§ 提供データ:
· · · · ·

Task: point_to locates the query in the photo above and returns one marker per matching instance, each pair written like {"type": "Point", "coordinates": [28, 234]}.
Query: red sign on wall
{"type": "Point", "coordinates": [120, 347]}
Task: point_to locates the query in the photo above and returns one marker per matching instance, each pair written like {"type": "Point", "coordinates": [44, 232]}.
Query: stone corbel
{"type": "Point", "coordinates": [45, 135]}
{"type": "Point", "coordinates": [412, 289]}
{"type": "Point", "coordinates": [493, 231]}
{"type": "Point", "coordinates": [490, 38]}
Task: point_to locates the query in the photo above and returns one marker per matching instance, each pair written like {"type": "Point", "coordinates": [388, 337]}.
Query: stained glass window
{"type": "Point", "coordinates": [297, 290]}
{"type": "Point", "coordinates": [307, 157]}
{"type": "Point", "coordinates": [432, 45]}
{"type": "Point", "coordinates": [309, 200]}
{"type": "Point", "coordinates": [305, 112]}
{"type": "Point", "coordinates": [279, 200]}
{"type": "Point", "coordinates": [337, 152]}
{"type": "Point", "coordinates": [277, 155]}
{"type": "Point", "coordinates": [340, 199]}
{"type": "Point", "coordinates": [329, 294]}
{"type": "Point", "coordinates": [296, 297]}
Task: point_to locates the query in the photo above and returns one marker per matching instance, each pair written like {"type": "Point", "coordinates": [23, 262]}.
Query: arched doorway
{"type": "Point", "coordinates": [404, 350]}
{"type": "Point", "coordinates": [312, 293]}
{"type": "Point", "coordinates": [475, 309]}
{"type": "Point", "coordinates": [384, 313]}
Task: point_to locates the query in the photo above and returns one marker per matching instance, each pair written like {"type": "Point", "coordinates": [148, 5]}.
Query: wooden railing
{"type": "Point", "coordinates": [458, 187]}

· · · · ·

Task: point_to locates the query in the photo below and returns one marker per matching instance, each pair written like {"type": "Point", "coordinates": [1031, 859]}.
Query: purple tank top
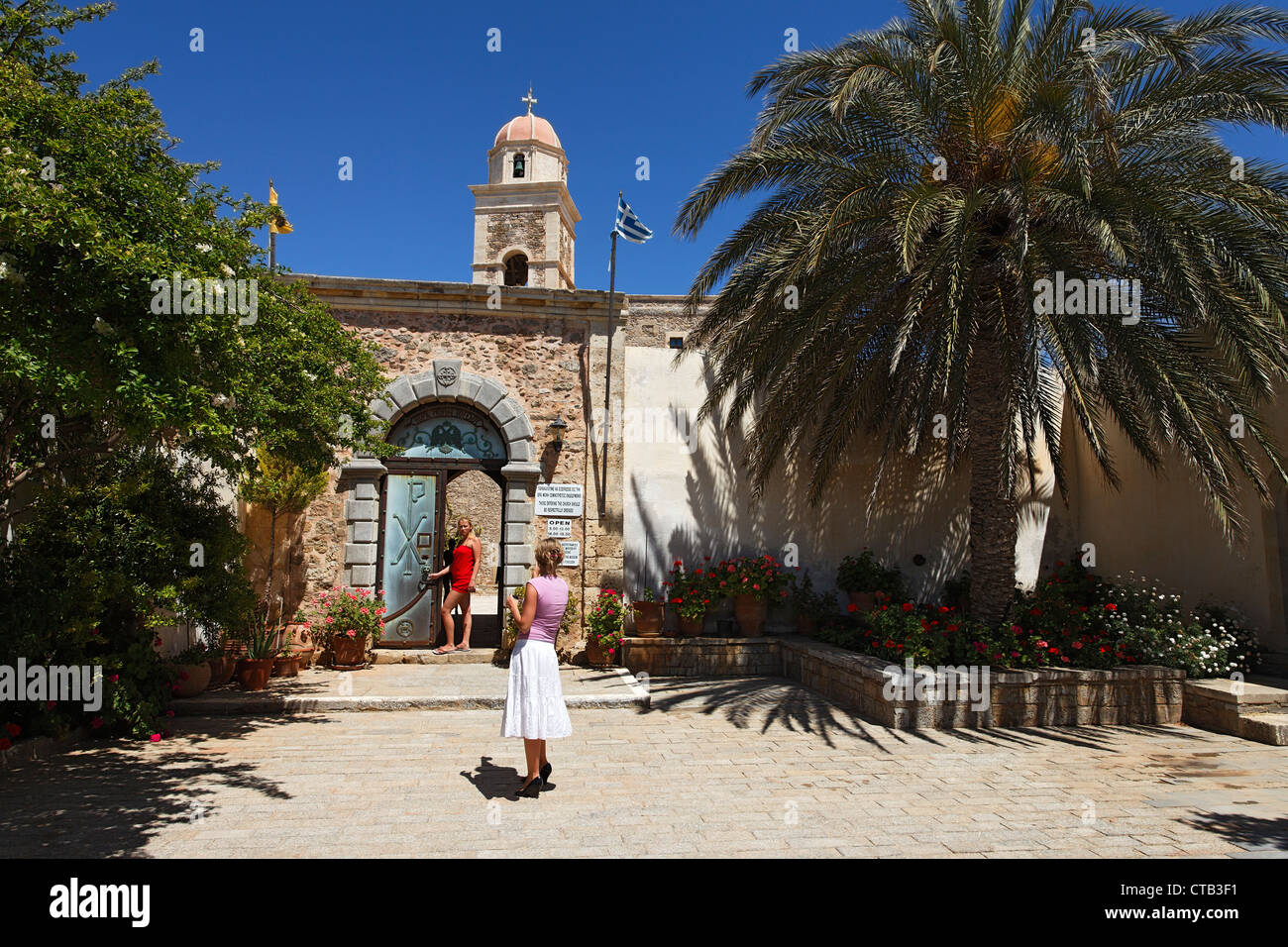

· · · · ·

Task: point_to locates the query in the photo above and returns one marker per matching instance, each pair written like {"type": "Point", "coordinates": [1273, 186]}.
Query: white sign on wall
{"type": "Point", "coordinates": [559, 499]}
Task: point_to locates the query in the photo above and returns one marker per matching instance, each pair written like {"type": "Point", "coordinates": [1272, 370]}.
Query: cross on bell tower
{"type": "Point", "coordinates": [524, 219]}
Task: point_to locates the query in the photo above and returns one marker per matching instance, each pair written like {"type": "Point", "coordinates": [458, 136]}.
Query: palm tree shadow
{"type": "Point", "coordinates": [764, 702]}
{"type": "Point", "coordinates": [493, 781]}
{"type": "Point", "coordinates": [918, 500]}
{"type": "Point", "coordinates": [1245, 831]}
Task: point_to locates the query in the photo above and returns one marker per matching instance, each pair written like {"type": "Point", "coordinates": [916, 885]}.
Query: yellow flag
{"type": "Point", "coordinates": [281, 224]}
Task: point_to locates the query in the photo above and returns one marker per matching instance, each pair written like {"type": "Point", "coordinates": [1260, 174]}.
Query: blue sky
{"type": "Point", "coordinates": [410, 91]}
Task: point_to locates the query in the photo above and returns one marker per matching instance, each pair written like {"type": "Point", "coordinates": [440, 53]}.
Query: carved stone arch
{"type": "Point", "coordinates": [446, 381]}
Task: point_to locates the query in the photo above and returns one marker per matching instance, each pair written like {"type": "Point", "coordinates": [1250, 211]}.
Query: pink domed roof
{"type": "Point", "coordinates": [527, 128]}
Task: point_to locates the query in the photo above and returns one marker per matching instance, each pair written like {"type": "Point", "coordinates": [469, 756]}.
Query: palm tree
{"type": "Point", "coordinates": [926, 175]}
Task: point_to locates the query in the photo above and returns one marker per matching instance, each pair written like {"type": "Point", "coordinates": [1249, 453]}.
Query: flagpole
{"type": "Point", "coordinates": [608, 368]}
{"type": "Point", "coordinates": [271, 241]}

· · · · ·

§ 課題内容: 上記のデータのうち、「tree」という語を含む行をすべて特定し、それらの行を省略せずに書き写してください。

§ 最終回答:
Query: palm tree shadow
Query: palm tree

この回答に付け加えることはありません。